### TASK TO CARRY OUT
Exact copies are required of the lines from the line containing "A prior annotation asserts the farmhouse" through the final line of the listing, both included, and of no other lines.

### EXTRACTED RECORDS
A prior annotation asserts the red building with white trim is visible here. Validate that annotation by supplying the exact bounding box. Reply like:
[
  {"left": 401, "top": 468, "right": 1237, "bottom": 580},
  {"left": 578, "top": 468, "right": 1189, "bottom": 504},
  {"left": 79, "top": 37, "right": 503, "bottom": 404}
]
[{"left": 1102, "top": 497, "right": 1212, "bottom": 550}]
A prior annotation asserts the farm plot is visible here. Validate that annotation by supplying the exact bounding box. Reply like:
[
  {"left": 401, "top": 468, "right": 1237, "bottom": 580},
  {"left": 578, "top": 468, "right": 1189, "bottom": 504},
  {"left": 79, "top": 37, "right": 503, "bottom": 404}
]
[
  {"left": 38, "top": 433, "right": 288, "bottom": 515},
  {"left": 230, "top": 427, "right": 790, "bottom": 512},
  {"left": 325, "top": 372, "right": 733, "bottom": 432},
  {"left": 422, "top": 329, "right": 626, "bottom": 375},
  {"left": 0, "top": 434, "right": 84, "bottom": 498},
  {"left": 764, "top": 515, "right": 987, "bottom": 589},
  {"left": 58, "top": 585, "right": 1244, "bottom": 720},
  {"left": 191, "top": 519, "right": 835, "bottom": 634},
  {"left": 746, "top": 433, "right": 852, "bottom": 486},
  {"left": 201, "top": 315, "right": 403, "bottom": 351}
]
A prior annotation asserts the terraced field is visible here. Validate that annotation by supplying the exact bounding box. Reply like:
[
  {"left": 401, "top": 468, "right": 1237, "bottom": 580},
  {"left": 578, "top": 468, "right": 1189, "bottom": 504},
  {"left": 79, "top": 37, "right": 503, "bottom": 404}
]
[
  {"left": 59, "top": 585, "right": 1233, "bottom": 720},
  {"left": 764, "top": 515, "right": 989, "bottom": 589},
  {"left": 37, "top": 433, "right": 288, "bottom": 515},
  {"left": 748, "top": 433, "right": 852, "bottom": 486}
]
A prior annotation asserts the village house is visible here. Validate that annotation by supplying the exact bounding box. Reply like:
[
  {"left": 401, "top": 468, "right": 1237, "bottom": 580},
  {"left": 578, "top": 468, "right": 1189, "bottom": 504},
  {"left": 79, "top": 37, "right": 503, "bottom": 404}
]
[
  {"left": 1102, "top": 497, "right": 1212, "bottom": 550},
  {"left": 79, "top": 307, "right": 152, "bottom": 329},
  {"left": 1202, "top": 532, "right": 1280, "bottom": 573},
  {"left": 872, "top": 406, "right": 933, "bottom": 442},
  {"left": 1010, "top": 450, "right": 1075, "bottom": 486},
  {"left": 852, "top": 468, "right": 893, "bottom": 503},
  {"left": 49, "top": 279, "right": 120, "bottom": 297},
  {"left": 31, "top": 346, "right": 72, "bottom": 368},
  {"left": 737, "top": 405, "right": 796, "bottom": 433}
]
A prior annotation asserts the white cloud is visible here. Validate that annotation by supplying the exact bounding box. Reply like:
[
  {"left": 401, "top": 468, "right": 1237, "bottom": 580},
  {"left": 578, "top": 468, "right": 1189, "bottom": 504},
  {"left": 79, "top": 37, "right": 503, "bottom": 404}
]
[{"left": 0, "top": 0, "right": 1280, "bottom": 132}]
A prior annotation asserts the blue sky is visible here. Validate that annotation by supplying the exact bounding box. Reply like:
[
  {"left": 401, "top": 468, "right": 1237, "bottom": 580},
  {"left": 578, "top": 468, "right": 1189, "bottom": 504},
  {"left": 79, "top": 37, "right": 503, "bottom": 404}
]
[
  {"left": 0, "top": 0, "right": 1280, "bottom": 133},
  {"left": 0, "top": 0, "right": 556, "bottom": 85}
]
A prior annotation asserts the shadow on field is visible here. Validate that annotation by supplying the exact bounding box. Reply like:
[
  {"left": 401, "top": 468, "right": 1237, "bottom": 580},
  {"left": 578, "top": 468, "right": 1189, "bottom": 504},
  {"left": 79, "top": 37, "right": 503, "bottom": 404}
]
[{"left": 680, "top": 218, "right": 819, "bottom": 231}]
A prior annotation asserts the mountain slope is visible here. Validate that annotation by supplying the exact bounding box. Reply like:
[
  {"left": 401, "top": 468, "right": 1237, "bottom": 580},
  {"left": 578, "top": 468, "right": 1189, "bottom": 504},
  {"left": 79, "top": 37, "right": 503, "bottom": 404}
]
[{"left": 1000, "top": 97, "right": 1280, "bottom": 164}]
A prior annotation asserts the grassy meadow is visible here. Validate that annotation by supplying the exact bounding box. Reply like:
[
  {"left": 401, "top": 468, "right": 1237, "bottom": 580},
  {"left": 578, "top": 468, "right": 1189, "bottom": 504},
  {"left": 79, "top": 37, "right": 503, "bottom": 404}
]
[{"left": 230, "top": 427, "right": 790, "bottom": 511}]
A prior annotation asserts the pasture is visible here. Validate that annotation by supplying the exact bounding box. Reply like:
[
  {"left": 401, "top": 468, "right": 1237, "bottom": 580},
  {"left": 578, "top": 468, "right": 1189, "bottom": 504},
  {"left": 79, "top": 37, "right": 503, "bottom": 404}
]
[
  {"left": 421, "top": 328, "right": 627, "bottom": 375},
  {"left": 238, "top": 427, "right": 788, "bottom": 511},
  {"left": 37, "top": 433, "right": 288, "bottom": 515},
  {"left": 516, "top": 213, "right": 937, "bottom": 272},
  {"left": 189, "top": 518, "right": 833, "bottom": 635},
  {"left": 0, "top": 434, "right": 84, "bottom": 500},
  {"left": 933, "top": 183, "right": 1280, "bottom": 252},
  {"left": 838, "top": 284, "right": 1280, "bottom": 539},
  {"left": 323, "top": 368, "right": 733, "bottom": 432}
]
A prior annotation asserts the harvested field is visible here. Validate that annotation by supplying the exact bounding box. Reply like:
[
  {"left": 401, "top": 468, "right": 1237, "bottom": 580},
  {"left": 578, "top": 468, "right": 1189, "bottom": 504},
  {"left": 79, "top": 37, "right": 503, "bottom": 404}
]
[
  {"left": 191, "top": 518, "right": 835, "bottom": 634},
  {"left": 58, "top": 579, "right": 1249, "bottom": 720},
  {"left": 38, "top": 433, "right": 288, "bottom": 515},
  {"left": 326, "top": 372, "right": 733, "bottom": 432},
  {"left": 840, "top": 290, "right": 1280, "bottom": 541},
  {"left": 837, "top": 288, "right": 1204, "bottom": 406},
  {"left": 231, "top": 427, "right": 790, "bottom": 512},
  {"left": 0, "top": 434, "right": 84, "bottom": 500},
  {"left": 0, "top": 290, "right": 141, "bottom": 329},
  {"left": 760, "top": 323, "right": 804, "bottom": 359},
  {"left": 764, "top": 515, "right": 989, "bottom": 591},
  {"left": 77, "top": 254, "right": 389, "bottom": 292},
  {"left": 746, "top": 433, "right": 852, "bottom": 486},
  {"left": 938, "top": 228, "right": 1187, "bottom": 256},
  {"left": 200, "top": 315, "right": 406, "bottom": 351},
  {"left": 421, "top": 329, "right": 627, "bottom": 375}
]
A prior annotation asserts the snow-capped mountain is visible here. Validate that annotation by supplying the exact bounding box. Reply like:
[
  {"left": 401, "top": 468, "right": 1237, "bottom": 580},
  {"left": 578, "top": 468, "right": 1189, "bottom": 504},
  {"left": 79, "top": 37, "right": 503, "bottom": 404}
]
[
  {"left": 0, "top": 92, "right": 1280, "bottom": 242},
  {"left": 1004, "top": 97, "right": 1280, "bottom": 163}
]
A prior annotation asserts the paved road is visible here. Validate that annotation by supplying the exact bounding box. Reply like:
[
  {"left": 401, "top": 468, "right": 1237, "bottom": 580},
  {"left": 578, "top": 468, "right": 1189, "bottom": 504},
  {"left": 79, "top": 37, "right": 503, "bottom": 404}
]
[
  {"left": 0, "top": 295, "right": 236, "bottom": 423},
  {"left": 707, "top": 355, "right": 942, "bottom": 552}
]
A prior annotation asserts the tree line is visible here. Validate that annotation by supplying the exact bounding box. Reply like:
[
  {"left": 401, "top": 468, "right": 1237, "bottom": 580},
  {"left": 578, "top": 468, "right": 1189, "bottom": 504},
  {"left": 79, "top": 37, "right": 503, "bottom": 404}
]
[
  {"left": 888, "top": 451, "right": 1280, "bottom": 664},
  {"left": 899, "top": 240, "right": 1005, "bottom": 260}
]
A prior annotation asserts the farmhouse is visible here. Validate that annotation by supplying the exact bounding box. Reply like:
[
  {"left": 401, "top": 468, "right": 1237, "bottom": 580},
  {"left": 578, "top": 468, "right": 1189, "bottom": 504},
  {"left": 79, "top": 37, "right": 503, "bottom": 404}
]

### FINISHED TASK
A prior annotation asserts the farmhouse is visible here. Validate that annotation by supplying the exact bounding box. Reply like:
[
  {"left": 401, "top": 468, "right": 1237, "bottom": 580},
  {"left": 578, "top": 468, "right": 1189, "bottom": 504},
  {"left": 79, "top": 37, "right": 503, "bottom": 404}
]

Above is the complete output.